JPR's data shows that in Q2 this year AMD has 17.2 (14.8) per cent of the total graphics market share in PCs, while Nvidia has 16.0 (17.0) per cent and Intel the lion's share at 66.9 (68.2) per cent - figures in brackets are from the same quarter last year. Please note that the above figures are PC market only, including laptops. No games console GPUs, or GPUs sold for other market segments are in these figures.

I would think that AMD's success in Q2 may be down to bargain Polaris graphics cards, particularly the Radeon RX 570 and RX 580, which started to become available at very keen prices a few months ago. These cards may be long in the tooth, and don't have the gloss of support for raytracing or 4K gaming, but offer great bang-for-buck for mainstream modern 1080p to 1440p PC gaming in the popular price segment spanning £120 to £170-ish.

Quick highlights from the latest reports from JPR, as compiled by the market researchers, are bullet pointed below:

  • AMD's overall unit shipments increased 9.85% quarter-to-quarter, Intel’s total shipments decreased -1.44% from last quarter, and Nvidia's decreased -0.04%.

══════════════════════════════

### REQUIRED TASK A
Count the lines in the records that contain the string "arena". Reply with the number only.
The text and the records come from unrelated sources.

(Records taken from a dataset)
══════════════════════════════

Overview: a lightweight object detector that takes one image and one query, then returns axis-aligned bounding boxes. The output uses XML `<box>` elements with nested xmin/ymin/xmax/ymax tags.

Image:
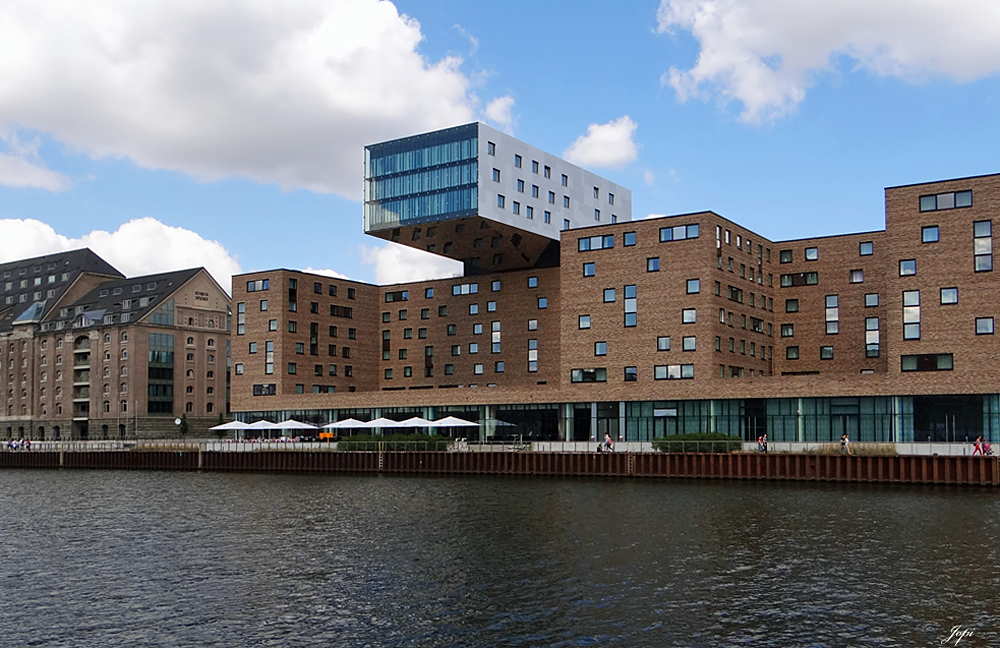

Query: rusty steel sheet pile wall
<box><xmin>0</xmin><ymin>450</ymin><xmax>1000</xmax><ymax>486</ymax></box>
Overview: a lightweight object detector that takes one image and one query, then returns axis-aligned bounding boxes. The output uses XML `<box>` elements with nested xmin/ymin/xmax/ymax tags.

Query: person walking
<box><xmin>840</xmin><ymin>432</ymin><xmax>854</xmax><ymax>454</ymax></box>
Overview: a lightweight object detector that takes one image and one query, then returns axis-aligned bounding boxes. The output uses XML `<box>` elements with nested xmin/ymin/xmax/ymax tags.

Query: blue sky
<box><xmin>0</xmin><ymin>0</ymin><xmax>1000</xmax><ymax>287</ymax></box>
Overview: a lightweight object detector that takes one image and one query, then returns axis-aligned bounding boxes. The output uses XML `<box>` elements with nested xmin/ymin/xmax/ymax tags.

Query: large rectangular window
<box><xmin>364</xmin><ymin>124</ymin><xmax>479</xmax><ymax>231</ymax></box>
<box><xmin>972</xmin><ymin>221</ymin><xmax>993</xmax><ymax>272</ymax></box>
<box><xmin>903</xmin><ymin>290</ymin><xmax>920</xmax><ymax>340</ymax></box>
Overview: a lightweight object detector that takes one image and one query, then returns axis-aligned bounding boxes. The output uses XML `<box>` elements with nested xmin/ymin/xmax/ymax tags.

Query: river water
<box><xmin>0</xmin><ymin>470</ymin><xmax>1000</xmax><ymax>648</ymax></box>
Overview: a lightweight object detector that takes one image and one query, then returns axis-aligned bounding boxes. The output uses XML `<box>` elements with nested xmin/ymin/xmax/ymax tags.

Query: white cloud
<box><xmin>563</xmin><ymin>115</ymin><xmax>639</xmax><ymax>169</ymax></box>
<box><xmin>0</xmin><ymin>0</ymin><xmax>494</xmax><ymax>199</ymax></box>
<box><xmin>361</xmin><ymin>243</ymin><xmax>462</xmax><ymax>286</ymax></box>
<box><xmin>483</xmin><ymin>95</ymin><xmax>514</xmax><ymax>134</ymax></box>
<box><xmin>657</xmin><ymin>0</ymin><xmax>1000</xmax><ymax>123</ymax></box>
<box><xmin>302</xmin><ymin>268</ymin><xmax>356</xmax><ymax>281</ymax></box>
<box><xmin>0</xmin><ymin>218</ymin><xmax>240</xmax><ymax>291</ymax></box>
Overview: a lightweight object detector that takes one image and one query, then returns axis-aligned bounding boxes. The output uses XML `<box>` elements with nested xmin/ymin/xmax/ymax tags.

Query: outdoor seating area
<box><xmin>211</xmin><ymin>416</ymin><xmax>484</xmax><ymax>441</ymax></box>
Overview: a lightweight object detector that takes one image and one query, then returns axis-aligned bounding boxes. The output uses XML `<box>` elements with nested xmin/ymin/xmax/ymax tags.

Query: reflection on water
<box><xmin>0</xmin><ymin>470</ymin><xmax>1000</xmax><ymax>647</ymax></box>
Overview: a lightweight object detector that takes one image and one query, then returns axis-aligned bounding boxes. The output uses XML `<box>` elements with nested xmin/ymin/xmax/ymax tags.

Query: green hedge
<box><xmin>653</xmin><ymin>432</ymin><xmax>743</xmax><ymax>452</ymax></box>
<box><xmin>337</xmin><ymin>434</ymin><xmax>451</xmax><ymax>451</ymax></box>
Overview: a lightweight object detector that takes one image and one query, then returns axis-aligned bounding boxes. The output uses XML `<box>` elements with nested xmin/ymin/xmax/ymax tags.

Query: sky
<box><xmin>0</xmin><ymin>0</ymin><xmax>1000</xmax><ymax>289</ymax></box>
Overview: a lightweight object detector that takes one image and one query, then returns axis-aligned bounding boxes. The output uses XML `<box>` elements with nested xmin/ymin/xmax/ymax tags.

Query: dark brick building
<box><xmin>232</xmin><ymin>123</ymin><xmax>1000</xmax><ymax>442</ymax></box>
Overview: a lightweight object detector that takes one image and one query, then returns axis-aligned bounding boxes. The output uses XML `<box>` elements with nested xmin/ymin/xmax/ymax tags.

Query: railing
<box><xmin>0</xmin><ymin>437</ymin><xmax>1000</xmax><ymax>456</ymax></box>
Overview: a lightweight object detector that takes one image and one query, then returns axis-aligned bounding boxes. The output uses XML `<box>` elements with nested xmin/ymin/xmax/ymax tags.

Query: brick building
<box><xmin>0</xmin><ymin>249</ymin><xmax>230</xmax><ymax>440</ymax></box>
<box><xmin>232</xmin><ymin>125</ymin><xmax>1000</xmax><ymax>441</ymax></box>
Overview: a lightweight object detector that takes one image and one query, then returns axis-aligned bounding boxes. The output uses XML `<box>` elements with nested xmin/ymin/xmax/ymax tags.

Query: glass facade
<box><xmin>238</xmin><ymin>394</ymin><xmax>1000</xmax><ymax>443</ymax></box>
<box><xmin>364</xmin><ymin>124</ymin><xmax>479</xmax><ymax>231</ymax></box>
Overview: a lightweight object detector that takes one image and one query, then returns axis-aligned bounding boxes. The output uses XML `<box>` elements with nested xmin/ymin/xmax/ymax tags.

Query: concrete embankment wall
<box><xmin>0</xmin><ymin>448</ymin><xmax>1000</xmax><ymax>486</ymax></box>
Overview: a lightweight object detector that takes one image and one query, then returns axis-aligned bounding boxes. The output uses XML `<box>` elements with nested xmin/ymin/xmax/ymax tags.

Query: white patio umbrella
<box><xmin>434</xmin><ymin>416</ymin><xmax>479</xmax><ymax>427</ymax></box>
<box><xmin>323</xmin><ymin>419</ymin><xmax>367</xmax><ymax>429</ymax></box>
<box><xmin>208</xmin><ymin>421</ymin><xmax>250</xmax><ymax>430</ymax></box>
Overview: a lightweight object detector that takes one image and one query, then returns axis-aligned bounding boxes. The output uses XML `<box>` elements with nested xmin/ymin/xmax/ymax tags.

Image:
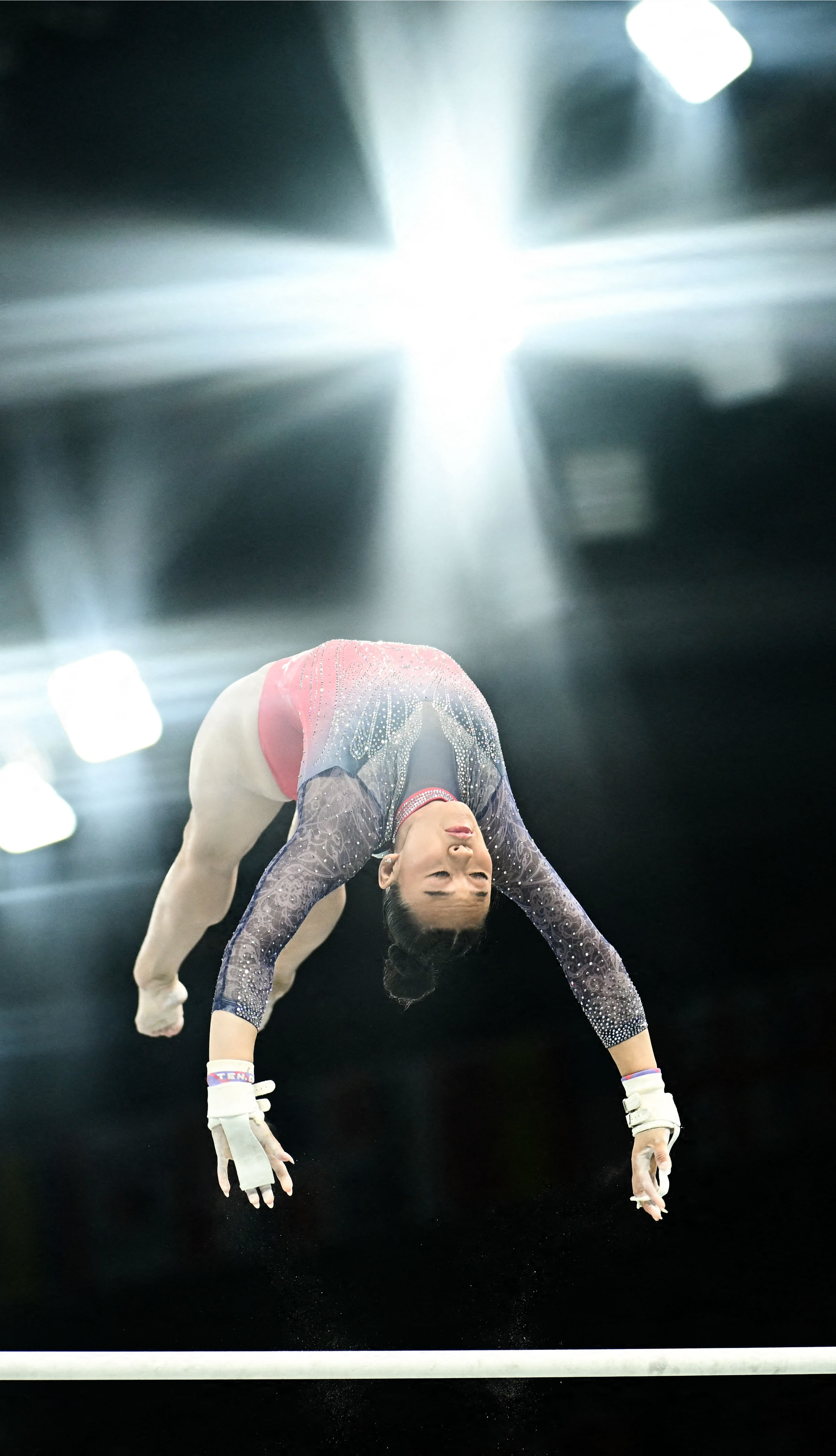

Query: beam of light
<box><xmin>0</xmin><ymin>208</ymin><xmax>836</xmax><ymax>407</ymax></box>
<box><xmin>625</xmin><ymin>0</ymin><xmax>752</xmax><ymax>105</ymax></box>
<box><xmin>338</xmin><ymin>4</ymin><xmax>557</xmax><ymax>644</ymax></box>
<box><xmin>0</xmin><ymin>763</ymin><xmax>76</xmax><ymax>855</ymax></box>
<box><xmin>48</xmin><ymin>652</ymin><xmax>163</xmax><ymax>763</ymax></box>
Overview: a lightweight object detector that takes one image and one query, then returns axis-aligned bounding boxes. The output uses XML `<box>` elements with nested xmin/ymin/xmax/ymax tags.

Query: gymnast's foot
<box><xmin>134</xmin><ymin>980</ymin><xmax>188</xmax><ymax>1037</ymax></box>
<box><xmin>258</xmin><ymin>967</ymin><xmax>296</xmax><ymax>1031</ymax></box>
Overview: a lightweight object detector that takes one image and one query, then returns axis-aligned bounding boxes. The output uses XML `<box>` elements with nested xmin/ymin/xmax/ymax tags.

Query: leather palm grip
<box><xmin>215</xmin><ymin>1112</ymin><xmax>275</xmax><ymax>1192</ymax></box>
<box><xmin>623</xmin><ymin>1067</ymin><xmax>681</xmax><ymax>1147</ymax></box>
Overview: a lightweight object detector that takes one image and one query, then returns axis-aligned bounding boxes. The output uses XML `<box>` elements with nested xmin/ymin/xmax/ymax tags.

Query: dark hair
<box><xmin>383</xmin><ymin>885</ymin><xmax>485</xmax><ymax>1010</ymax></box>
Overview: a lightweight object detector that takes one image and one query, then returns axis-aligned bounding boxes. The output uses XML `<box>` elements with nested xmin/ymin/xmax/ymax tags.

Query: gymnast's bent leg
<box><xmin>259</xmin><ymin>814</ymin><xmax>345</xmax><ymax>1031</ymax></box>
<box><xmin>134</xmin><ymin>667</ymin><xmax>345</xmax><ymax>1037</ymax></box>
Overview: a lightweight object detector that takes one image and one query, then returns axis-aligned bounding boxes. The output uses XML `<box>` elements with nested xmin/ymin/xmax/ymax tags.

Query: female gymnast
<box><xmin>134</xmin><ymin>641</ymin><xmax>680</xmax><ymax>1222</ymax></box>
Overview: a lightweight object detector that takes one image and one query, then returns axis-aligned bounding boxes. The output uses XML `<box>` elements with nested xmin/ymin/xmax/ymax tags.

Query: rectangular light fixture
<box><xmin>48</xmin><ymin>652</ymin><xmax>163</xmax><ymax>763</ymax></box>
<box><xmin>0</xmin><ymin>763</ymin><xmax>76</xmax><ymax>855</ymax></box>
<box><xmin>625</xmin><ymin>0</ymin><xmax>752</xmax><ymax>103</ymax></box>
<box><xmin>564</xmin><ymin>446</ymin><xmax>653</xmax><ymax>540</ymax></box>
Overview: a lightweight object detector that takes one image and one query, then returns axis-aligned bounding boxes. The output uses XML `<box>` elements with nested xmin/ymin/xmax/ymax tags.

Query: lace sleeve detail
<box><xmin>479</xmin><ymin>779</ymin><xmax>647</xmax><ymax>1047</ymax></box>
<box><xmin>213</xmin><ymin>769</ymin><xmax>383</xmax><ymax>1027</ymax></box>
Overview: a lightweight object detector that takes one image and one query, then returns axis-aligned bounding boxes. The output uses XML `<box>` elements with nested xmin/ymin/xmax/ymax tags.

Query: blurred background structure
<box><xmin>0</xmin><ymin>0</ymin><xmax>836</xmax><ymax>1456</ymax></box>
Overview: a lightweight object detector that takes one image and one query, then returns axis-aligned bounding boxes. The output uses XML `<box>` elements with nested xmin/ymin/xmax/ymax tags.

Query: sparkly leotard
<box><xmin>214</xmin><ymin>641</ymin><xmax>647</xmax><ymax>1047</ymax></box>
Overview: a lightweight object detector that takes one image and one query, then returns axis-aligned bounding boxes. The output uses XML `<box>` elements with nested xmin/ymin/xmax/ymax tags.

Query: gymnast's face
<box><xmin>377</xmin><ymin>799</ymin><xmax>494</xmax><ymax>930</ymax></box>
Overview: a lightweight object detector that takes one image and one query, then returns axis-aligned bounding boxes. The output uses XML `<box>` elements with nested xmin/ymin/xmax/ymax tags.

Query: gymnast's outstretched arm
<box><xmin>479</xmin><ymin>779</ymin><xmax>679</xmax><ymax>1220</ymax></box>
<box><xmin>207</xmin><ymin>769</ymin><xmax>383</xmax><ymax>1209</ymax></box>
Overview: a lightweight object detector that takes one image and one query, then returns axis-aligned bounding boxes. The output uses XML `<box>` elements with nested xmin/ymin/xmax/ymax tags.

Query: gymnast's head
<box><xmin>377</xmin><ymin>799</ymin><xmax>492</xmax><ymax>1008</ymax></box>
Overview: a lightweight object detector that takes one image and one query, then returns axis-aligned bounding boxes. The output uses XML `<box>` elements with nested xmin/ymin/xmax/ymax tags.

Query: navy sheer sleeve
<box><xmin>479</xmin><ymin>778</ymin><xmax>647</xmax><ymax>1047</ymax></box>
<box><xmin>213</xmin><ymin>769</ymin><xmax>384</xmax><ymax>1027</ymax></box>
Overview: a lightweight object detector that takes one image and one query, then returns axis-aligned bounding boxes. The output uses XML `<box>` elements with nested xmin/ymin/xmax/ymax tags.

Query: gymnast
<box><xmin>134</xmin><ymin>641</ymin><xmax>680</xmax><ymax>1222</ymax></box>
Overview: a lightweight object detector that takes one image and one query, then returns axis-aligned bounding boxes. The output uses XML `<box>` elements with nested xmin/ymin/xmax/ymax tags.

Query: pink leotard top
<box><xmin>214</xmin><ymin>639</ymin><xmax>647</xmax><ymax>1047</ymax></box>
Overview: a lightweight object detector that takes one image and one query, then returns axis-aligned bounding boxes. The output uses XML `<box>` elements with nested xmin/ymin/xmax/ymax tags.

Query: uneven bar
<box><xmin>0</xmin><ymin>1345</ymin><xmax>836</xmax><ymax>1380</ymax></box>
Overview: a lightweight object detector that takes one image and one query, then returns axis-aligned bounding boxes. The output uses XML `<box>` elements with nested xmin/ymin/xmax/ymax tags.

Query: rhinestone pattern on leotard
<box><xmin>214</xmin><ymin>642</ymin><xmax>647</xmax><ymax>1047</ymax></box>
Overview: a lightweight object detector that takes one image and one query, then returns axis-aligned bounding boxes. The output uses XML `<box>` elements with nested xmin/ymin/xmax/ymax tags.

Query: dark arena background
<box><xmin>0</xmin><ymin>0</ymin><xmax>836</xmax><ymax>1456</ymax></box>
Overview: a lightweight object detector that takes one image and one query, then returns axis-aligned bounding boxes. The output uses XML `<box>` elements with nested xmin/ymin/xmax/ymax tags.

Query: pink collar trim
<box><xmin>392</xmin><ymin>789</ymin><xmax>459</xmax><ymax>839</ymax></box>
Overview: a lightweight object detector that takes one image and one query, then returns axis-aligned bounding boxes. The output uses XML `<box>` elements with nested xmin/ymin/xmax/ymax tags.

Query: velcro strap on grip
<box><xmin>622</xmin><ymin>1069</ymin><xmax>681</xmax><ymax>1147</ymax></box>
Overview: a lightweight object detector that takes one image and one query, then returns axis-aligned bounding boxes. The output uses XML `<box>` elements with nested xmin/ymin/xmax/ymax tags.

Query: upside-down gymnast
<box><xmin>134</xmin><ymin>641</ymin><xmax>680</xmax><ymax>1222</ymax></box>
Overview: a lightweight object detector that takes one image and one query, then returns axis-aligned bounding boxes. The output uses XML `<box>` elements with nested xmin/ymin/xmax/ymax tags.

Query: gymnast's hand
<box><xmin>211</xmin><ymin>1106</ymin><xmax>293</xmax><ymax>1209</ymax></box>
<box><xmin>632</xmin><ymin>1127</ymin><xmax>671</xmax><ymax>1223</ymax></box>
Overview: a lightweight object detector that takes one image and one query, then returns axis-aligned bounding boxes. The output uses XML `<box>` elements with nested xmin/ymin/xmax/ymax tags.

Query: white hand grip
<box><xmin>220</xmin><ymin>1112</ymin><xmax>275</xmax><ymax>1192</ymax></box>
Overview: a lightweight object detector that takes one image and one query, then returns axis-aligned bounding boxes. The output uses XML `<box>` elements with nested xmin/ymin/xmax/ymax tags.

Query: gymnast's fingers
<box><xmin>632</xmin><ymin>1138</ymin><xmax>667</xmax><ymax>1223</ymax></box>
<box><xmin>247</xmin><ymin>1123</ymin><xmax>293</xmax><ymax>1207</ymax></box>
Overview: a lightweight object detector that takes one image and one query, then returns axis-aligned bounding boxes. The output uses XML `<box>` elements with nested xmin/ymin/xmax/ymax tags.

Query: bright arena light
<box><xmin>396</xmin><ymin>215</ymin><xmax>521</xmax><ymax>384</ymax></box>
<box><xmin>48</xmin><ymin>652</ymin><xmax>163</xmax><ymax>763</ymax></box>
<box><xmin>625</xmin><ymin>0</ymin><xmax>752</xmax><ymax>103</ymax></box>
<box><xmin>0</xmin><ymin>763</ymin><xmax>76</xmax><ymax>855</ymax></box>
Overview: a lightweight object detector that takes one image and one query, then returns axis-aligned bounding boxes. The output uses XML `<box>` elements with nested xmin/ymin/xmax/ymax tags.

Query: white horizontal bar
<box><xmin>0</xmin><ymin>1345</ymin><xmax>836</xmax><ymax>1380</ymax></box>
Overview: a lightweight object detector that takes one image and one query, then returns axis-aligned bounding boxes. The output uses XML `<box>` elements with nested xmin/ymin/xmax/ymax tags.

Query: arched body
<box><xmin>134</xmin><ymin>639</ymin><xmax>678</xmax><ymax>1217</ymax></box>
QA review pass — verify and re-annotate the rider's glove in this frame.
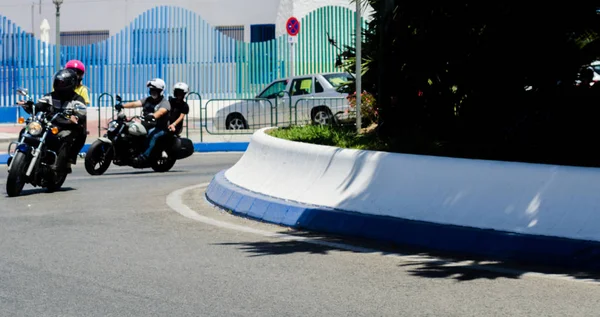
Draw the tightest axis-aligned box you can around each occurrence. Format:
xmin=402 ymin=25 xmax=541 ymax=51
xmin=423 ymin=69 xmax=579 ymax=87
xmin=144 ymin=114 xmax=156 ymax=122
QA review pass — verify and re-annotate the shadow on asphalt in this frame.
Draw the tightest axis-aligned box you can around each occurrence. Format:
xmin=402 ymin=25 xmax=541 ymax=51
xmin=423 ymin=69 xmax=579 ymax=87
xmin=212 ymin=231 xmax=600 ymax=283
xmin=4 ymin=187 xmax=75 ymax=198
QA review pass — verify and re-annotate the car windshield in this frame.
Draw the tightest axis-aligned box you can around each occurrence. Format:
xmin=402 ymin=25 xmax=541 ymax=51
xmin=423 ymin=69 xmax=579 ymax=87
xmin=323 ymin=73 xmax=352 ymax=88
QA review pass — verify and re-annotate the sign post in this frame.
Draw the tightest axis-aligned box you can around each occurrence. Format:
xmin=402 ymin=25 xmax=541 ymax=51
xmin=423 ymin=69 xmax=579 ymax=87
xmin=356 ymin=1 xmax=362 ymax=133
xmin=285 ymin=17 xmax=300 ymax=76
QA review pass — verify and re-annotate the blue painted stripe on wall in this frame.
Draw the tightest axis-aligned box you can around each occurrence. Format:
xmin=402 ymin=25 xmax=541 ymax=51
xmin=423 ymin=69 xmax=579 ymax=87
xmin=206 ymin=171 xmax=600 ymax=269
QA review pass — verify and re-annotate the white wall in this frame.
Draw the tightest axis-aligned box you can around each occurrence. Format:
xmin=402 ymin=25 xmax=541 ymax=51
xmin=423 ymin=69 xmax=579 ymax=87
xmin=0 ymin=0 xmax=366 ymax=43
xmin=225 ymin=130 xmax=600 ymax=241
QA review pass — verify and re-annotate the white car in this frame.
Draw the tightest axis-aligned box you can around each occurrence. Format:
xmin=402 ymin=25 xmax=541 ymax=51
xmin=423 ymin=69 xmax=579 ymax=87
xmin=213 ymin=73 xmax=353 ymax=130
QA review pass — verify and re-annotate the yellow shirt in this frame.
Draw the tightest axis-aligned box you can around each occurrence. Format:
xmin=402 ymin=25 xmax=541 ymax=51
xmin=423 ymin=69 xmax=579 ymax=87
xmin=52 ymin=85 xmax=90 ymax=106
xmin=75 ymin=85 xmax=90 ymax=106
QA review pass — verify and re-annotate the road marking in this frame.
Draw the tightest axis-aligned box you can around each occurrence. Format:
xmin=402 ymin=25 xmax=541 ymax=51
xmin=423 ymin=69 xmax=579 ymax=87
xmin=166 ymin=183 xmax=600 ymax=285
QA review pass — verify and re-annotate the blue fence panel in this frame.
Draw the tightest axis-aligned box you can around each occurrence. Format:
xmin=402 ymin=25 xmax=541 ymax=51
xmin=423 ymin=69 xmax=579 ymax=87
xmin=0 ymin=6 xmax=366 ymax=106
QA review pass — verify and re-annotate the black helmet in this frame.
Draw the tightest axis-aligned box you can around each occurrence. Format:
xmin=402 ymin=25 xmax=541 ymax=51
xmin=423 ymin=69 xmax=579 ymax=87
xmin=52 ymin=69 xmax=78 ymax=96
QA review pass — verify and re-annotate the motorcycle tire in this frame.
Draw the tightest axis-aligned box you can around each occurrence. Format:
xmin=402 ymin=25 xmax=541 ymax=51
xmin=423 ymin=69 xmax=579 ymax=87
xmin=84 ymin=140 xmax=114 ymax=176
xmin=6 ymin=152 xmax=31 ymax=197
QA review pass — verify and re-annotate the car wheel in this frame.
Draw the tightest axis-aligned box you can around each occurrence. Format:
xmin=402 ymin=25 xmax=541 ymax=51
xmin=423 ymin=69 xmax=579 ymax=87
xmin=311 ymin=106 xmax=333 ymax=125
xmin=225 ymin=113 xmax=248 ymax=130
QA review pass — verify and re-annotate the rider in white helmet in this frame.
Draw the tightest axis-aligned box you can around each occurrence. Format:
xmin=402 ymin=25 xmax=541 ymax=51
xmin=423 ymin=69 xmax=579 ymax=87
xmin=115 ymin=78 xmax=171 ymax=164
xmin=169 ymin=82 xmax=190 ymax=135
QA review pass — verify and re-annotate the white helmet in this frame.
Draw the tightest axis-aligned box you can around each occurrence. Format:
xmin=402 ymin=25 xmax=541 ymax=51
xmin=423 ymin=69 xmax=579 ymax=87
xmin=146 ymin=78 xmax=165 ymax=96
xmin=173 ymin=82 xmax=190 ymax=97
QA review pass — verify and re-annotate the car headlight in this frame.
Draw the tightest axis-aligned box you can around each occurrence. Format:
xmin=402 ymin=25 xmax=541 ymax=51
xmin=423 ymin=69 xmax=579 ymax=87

══════════════════════════════

### REQUIRED TASK B
In the text on graphics market share, what share of the PC graphics market did Intel hold in Q2?

### OUTPUT A
2

### OUTPUT B
66.9%